WHAT TO PRODUCE
Could you repeat the records below exactly, without the pictures?

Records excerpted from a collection
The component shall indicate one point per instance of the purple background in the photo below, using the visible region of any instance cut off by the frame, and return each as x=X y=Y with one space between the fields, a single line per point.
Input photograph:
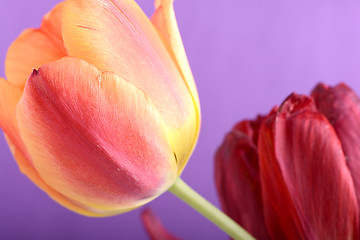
x=246 y=57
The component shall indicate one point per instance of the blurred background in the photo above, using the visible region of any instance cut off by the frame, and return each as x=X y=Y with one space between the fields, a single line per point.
x=246 y=56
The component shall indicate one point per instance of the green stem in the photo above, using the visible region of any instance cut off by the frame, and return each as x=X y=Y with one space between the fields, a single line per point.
x=200 y=204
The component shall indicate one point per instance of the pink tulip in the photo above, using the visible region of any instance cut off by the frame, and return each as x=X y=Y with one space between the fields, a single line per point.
x=296 y=181
x=111 y=116
x=154 y=227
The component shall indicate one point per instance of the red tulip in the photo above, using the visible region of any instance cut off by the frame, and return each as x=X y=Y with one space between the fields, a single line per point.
x=306 y=190
x=109 y=120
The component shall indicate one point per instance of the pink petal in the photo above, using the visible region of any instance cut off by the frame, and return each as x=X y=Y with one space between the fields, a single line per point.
x=35 y=47
x=238 y=180
x=154 y=227
x=341 y=106
x=95 y=138
x=117 y=36
x=307 y=188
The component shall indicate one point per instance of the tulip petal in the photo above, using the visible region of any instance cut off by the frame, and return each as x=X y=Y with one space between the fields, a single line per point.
x=35 y=47
x=9 y=98
x=238 y=180
x=27 y=169
x=165 y=23
x=94 y=137
x=117 y=36
x=154 y=227
x=307 y=188
x=341 y=106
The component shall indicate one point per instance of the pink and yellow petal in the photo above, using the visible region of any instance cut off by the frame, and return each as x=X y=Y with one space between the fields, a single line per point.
x=35 y=47
x=94 y=137
x=27 y=169
x=164 y=21
x=128 y=44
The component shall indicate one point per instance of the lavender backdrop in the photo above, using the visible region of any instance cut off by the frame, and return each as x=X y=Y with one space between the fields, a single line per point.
x=246 y=57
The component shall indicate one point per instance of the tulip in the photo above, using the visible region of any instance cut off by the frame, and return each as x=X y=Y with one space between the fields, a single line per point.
x=296 y=179
x=111 y=116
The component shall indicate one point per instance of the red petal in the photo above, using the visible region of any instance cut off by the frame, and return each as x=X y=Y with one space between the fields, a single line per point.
x=154 y=227
x=307 y=188
x=341 y=106
x=237 y=178
x=94 y=137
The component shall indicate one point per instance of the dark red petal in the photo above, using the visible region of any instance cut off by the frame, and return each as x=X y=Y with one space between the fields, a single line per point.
x=154 y=227
x=341 y=106
x=307 y=188
x=237 y=178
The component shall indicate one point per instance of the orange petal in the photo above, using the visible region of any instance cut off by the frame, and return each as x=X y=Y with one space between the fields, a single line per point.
x=27 y=169
x=94 y=137
x=128 y=44
x=165 y=23
x=35 y=47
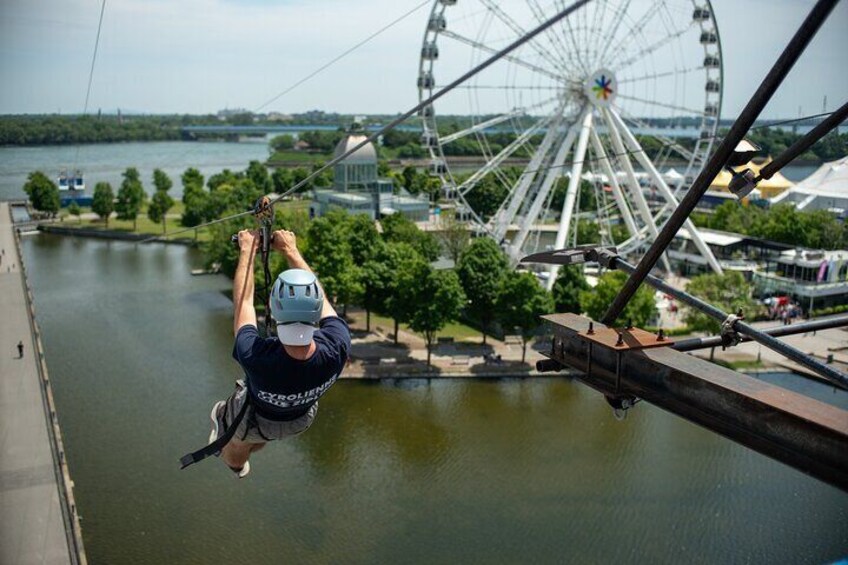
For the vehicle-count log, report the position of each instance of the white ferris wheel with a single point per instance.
(606, 95)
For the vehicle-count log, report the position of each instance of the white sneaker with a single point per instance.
(217, 417)
(244, 470)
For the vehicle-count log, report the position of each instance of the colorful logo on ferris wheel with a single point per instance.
(602, 88)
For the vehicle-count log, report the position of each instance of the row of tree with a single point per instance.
(131, 197)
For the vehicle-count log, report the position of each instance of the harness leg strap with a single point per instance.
(218, 444)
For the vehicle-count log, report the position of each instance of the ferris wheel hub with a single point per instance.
(601, 88)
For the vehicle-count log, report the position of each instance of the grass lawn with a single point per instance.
(298, 157)
(459, 332)
(146, 226)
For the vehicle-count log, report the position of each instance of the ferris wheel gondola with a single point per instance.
(604, 95)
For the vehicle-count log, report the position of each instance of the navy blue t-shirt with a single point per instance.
(283, 387)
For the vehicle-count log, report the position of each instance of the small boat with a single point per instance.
(74, 182)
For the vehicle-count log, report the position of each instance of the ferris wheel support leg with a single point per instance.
(660, 183)
(553, 173)
(572, 191)
(620, 201)
(634, 188)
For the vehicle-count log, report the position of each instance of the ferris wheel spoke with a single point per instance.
(660, 75)
(648, 50)
(595, 31)
(618, 195)
(666, 141)
(511, 205)
(517, 29)
(634, 31)
(661, 185)
(551, 34)
(611, 36)
(512, 58)
(633, 188)
(698, 113)
(493, 122)
(495, 161)
(505, 87)
(544, 185)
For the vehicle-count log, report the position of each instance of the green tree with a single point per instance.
(486, 197)
(439, 300)
(103, 201)
(364, 238)
(226, 176)
(130, 197)
(157, 211)
(481, 268)
(43, 193)
(521, 300)
(453, 234)
(283, 142)
(729, 292)
(407, 267)
(400, 229)
(74, 210)
(258, 174)
(568, 285)
(329, 254)
(281, 180)
(162, 181)
(639, 311)
(194, 198)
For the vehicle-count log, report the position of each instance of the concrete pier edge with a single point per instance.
(60, 465)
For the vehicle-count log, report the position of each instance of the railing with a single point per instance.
(768, 281)
(63, 477)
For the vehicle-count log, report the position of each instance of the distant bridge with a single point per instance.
(225, 129)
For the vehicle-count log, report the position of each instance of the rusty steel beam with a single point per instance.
(806, 434)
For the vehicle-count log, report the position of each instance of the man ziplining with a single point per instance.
(284, 375)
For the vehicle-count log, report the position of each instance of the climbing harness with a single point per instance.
(263, 212)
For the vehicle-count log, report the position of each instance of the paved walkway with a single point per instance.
(32, 529)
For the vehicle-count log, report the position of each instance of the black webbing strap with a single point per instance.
(218, 444)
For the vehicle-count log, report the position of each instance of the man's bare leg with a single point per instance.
(236, 453)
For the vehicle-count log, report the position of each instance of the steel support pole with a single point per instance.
(804, 143)
(779, 331)
(831, 374)
(740, 127)
(807, 434)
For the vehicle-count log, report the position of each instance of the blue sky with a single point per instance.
(203, 55)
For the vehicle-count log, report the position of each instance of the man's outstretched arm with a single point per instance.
(244, 313)
(285, 242)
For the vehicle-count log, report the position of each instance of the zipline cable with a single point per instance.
(403, 117)
(343, 55)
(319, 70)
(91, 72)
(393, 124)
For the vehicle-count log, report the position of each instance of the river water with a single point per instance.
(106, 162)
(410, 472)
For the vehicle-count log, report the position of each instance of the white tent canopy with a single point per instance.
(825, 189)
(672, 177)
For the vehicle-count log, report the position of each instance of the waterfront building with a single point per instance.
(825, 189)
(813, 278)
(768, 188)
(357, 188)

EXERCISE OUTPUT
The component shall indicate one point per instance of the purple background in the photo below, using the visible region of any instance cut off by the frame, and return each as x=X y=Y with one space between the fields, a single line per point.
Input photograph:
x=246 y=57
The component shall indicate one point per instance of the blurred background in the photo above, using the visible region of any instance cut off by the frame, and return each as x=X y=Y with one space between the fields, a single line per point.
x=246 y=56
The component shall indicate one point per instance of the green stem in the photo above, using the visible region of any instance cut off by the frame, and return each as x=X y=Y with one space between the fields, a single line per point.
x=200 y=204
The component shall indicate one point per instance of the pink tulip in the photo above, using the visible region of any instance cut off by the frame, and return each as x=X y=Y with one space between the fields, a single line per point.
x=296 y=181
x=111 y=116
x=154 y=227
The component shall indicate one point per instance of the red tulip in the photo above, using the visible region of any instance cut off by the frame, and return each as x=X y=Y with one space between the fields, a single line per point.
x=306 y=190
x=109 y=120
The component shall indicate one point per instance of the pink petal in the photo above, using the visible region of any instance cut off by the frame, and return each as x=X y=Y with one space between the fields, a single line per point.
x=35 y=47
x=238 y=180
x=154 y=227
x=341 y=106
x=95 y=138
x=117 y=36
x=307 y=188
The component shall indicate one point per instance of the tulip petal in the photo above, using the visible region of any instance cut off by the frame, and return each as x=X y=Y with one space between the fields, a single line per point.
x=35 y=47
x=9 y=98
x=238 y=180
x=27 y=169
x=165 y=23
x=94 y=137
x=117 y=36
x=154 y=227
x=307 y=188
x=341 y=106
The component shall indicate one point per instance of the pink and yellow petal in the photo above, using the visible region of any instance cut off by the frame, and return each as x=X y=Y with one space between the fields, a single line per point.
x=35 y=47
x=94 y=137
x=27 y=169
x=164 y=21
x=128 y=44
The component shall indicate one point per instance of the lavender backdrop in the photo above, using the visible region of any instance cut off by the frame, and return each as x=X y=Y with one space between the fields, a single line per point.
x=246 y=57
The component shall indicate one point per instance of the tulip in the photo above, using the visible region of any instance cut off by the frame, and return each as x=X y=Y with one space between the fields, a single line per point.
x=296 y=179
x=111 y=116
The component shall indicate one point per instance of the red petal in the photo above, using the visible region of any instance cut off by the frame, and return each as x=X y=Y with one space between the fields, a single line per point.
x=154 y=227
x=307 y=188
x=341 y=106
x=237 y=178
x=94 y=137
The component shall indicate one point per instance of the dark red petal in the photo above, using the visible region of any instance cut off by the frame, and return each as x=X y=Y with one space between the fields, a single line per point.
x=154 y=227
x=341 y=106
x=307 y=188
x=237 y=178
The component shall indicate one point per instance of the orange petal in the photo above, using the visible region of any instance cut off by the frame, and return each as x=X y=Y with one space between the fields, a single line per point.
x=27 y=169
x=94 y=137
x=128 y=44
x=165 y=23
x=35 y=47
For the vehicle-count log, report the position of each instance of the white ferris wheel with a single point per instance.
(606, 95)
For the vehicle-count log, report the position of each instance of the white sneaker with a single point per instance.
(217, 417)
(244, 470)
For the vehicle-count log, report the position of each instance of the colorful logo on ferris wheel with a single point per instance.
(602, 88)
For the vehicle-count log, report the position of each instance of the row of tree with a single point per instance.
(131, 197)
For the vehicle-count log, report the position of each instance of the harness leg strap with a single point per instance.
(218, 444)
For the vehicle-count log, report the position of each instance of the ferris wheel hub with a single point per instance.
(601, 88)
For the vehicle-count log, report the position of each instance of the grass lawn with a single point per instance.
(298, 157)
(459, 332)
(146, 226)
For the vehicle-count log, report the position of each instance of the ferris wheel gondola with a single point per instance.
(604, 95)
For the vehicle-count log, report the position of each instance of the navy blue t-shirt with a single point per instance.
(283, 387)
For the vehicle-count log, report the position of each instance of the small boat with a single point per instance.
(74, 182)
For the vehicle-count log, report the position of each instance of the ferris wheel support leg with a single point per instance.
(660, 183)
(553, 173)
(572, 191)
(620, 201)
(634, 188)
For the vehicle-count log, report the position of each instance of the ferris wheel spoke with a single point per instance.
(660, 75)
(648, 50)
(595, 31)
(618, 195)
(666, 141)
(511, 205)
(517, 29)
(634, 31)
(661, 185)
(551, 34)
(611, 36)
(512, 58)
(633, 188)
(698, 113)
(493, 122)
(495, 161)
(505, 87)
(544, 185)
For the vehicle-count log, report the position of each instance of the green tree with a single point per instance.
(486, 197)
(439, 300)
(103, 201)
(364, 238)
(226, 176)
(130, 197)
(157, 211)
(481, 268)
(43, 193)
(521, 300)
(453, 234)
(283, 142)
(729, 292)
(407, 267)
(400, 229)
(74, 210)
(258, 174)
(568, 285)
(329, 254)
(281, 180)
(162, 181)
(639, 311)
(194, 198)
For the vehicle-count log, report the position of each instance of the concrete pier edge with a single point per instance.
(60, 465)
For the vehicle-count log, report the position of each instance of the railing with a single point per instance.
(768, 281)
(63, 477)
For the vehicle-count log, report the position of each instance of the distant bridge with a single point per instance.
(225, 129)
For the vehicle-count log, report the position of each instance of the rusty steel beam with a single point per instance.
(806, 434)
For the vehicle-count log, report the position of each instance of the man ziplining with a single point per instance.
(284, 375)
For the vehicle-count log, report the position of each instance of the climbing harness with a single point per instance.
(263, 212)
For the vehicle-count log, report the position of each instance of the paved walkway with a single point per instance.
(32, 529)
For the vehicle-count log, report the position of each instance of the black webbing strap with a single point per instance.
(218, 444)
For the vehicle-count log, report the position of each instance of the man's bare leg with a single point per instance.
(236, 453)
For the vehicle-count log, report the position of each instance of the steel support pole with a single point per instance.
(804, 143)
(779, 331)
(831, 374)
(740, 127)
(807, 434)
For the vehicle-count log, report the position of each instance of the blue sky with a single point per instance.
(203, 55)
For the vehicle-count log, report the position of each instance of the man's outstretched arm with a single point per instance.
(244, 313)
(285, 242)
For the vehicle-count log, report the position of each instance of the zipline cable with a single point per instance.
(403, 117)
(343, 55)
(319, 70)
(91, 72)
(393, 124)
For the vehicle-count log, report the position of each instance of the river water with a single point per instance.
(106, 162)
(410, 472)
For the vehicle-count log, report the position of each instance of the white tent canopy with a single point per instance.
(825, 189)
(672, 177)
For the vehicle-count log, report the position of each instance of the waterfront building with a single point per instance.
(825, 189)
(813, 278)
(768, 188)
(357, 188)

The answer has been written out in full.